* START PASSAGE TO READ *

AFAR 01 - Partnership Accounting
AFAR 01 - Partnership Accounting
AFAR 01 - Partnership Accounting
Definition of a Partnership
A partnership is "a contract whereby two or more persons bind themselves to contribute money, property, or industry
to a common fund, with the intention of dividing the profits among themselves."
Two or more persons may also form a partnership for the exercise of a profession. (GPP) Article 1767, Civil Code of the
Philippines.
LEGAL: Article 1767 to 1867, Civil Code of the Philippines
PROFESSIONAL: All PFRS including the conceptual framework, as applicable
Valuation of Contribution
1. Assets – contributed by the - partners to the partnership should be valued in the following order of priority:
a. Agreed values (Art. 1787 Civil Code)

* END PASSAGE TO READ *
* START AVAILABLE DATA *

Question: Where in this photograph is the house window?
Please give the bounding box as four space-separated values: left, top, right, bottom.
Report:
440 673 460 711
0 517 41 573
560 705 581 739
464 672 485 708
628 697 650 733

* END AVAILABLE DATA *

WORK TO COMPLETE
- 1) Under the legal basis given in the partnership accounting text, which articles of the Civil Code of the Philippines apply?
- 2) Scale every coordinate in the answers of the records by 0.25, rounding to whole numbers with halves rounded up, and reproduce all of their lines, requests included.
The partnership accounting text and the records are independent of each other.

ANSWERS FOR THE EXERCISE
- 1) Articles 1767 to 1867.

- 2)
Question: Where in this photograph is the house window?
Please give the bounding box as four space-separated values: left, top, right, bottom.
Report:
110 168 115 178
0 129 10 143
140 176 145 185
116 168 121 177
157 174 163 183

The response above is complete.